PROMPT
A full, exact copy of the records below is the required answer.

------ EXERCISE MATERIAL

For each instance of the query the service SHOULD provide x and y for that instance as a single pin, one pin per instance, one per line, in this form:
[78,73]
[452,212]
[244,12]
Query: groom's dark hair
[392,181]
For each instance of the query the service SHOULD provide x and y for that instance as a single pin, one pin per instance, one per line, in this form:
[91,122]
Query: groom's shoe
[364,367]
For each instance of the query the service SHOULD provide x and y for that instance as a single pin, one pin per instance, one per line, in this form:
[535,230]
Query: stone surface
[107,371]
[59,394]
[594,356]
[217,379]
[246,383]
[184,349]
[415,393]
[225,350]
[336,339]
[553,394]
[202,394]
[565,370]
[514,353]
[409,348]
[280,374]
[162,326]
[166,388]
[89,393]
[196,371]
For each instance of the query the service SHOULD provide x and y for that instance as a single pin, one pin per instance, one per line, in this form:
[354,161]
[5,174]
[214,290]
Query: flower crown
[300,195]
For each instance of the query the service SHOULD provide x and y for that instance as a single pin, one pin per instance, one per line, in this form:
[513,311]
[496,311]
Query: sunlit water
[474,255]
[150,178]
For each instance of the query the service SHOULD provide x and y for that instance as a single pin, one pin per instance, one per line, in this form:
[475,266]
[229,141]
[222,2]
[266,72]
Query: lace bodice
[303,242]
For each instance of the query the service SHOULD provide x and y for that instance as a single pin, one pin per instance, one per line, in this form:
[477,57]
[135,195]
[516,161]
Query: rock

------------

ANSWER TO THIS EXERCISE
For each instance of the query the service SHOULD provide x and y for that instance as a single pin, one pin per instance, one per line, in this form:
[78,73]
[452,212]
[244,12]
Query: groom's dark hair
[392,181]
For each instance of the query the service SHOULD provide x and y for that instance as a single pin, one pin per instance, one per line, in this form:
[91,122]
Query: groom's shoe
[364,367]
For each instance of the query the service SHOULD provide x and y for that instance as a single pin, one pin per instance, one per line, in this form:
[535,230]
Query: stone surface
[107,371]
[59,394]
[594,356]
[217,379]
[246,383]
[184,349]
[415,393]
[225,350]
[336,339]
[553,394]
[202,394]
[565,370]
[514,353]
[409,348]
[280,374]
[162,326]
[166,388]
[89,393]
[196,371]
For each instance of the query the service SHOULD provide x and y for that instance as a single pin, one pin per instance, one per line, in this form:
[354,161]
[5,174]
[214,290]
Query: flower crown
[300,195]
For each instance of the query the service SHOULD provide x and y for that instance as a single pin, one pin per instance, one per line, in this form:
[513,311]
[496,311]
Query: sunlit water
[474,255]
[150,178]
For each instance of the query the service SHOULD provide x and y for that instance as a single pin, one pin per instance, one per line, in this form:
[475,266]
[229,141]
[222,2]
[266,72]
Query: lace bodice
[303,242]
For each instance of the query the service SHOULD provide x and y for that instance as a single pin, one pin per instance, one per line, in this form:
[477,57]
[135,195]
[516,161]
Query: rock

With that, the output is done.